Provided passage.
▬▬▬▬▬▬▬▬▬▬

The Good Kid Award: The Making of a Leader

The Good Kid Award: The Making of a Leader

HIGH SCHOOL SOPHOMORE SAMMIE CASAS INSPIRES OTHERS TO SPREAD AWARENESS ABOUT SEX TRAFFICKING

by Karyn Brodsky

“If your actions inspire others to dream more, learn more, do more and become more, you are a leader.” – John Quincy Adams

At the Dallas Independent School District’s Irma Lerma Rangel Young Women’s Leadership School, developing leaders is key. This year, one young woman in particular stands out. Rangel High School sophomore and Oak Cliff resident, Sammie Casas, has taken an important lesson and inspired others to dream more, learn more, do more and become more.

Sammie and the other 66 girls in her class participated in a six-week curriculum presented by the Nest Foundation and New Friends New Life (NFNL), organizations that work to prevent human sex trafficking and provide support for its victims. Included in the curriculum was the documentary Playground: The Child Sex Trade in America directed by filmmaker Libby Spears and produced by George Clooney, Steven Soderbergh and Abigail Disney, which speaks to the sexualization of girls, how they are socialized and how this makes them vulnerable to predators.

According to Irma Rangel Director Diana O’Connor, “the program truly transformed Sammie’s class.” Not only did all the girls want to continue the effort against human trafficking, but it also especially resonated with 15-year-old Sammie, who made it her mission to spread the word. “It showed me how vulnerable girls my age are, how we don’t really think of human trafficking as a problem in America, but it is so prevalent,” says Sammie. “We don’t realize how much we promote sexuality in media. It’s not going away any time soon, so it’s up to our generation to take action.”

Equipped with wisdom beyond her years, Sammie decided that taking action begins with her. “It makes me smarter about how I present myself and go about doing things and how I view media. I think it’s really affected what kind of music I listen to; if you think of what they convey in music and how they present women, it’s really vulgar. That really stuck with me,” she says. “Also, TV’s over-sexualization of minors actually makes me nauseous.”

▬▬▬▬▬▬▬▬▬▬

Extracted entries.
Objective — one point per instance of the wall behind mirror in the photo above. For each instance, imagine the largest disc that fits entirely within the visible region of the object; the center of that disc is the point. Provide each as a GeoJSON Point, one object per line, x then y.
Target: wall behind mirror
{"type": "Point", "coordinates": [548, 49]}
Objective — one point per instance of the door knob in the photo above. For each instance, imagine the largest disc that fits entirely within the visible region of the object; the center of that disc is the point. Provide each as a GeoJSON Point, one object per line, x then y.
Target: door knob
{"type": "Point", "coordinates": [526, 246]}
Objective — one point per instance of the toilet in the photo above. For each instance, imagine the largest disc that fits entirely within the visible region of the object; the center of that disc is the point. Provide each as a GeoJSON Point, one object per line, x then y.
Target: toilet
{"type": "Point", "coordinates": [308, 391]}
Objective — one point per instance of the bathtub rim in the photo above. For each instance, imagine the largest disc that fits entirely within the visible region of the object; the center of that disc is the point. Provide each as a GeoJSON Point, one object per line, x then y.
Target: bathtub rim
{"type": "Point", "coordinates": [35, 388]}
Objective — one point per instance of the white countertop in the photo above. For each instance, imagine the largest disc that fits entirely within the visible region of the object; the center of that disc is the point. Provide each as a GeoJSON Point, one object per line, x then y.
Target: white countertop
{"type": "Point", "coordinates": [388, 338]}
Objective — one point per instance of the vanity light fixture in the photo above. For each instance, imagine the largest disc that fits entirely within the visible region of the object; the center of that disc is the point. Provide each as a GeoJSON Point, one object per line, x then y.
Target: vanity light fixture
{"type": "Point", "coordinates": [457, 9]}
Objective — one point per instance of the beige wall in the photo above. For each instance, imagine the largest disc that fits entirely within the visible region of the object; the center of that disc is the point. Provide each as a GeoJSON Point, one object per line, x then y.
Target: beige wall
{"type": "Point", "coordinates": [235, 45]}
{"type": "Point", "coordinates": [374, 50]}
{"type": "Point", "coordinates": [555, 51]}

▬▬▬▬▬▬▬▬▬▬

What to do.
(1) Name each person the article about Sammie Casas credits with directing or producing the documentary Playground: The Child Sex Trade in America.
(2) Extend the article about Sammie Casas by picking up right after its final sentence.

Task-by-task outputs.
(1) Libby Spears (director), George Clooney (producer), Steven Soderbergh (producer), Abigail Disney (producer)

(2)
“I want the public to know that we as youth have a voice,” says Sammie, shown here with Keynote Speaker Amal Clooney at the New Friends New Life Wings luncheon in April, where she spoke without any notes to 1700 guests. Clooney was so impressed with Sammie’s eloquence that she told the audience she had already offered her a job once she graduates from college.

“I want the public to know that we as youth have a voice,” says Sammie, shown here with Keynote Speaker Amal Clooney at the New Friends New Life Wings luncheon in April, where she spoke without any notes to 1700 guests. Clooney was so impressed with Sammie’s eloquence that she told the audience she had already offered her a job once she graduates from college.

Sammie has taken that message into the community, focusing on the problem in Texas and in Dallas specifically. She spoke eloquently at an NFNL forum as a moderator influencing judges, FBI agents and lawyers on human trafficking legislation. Sammie was also the Dallas youth representative at the recent NFNL Wings Gala, speaking without any notes to 1700 people. She says, “I want the public to know that we as youth have a voice.”

O’Connor is very proud of Sammie. “She is an exceptional young lady,” she says. “We know that all the girls in her class will take this type of thinking to college and either start an organization or join an existing one. We’re planting seeds.”

Sammie says she was inspired by her two older sisters, one of whom graduated from Irma Rangel. “It’s a strong community,” she says.

“There are people here to back you up and help you achieve what you want to achieve.”

As a result of her leadership skills and scholastic achievement, Sammie was chosen by the U.S. State Department to spend time in a country where English is not taught. As for her future plans, “I want to go to law school,” she says. “That’s definitely for me.”

For her vision, insight and commitment to creating awareness about human sex trafficking, we award Sammie Casas our Good Kid Award and a $250 scholarship to use as she wishes.

A gifted and passionate speaker, Sammie acted as moderator alongside former Senator Florence Shapiro at the NFNL Nest Curriculum Forum at SMU in February. She and her classmates from the Irma Rangel Young Women’s Leadership School were among the first in the nation to learn the curriculum inspired by the documentary, Playground: The Child Sex Trade in America.

A gifted and passionate speaker, Sammie acted as moderator alongside former Senator Florence Shapiro at the NFNL Nest Curriculum Forum at SMU in February. She and her classmates from the Irma Rangel Young Women’s Leadership School were among the first in the nation to learn the curriculum inspired by the documentary, Playground: The Child Sex Trade in America.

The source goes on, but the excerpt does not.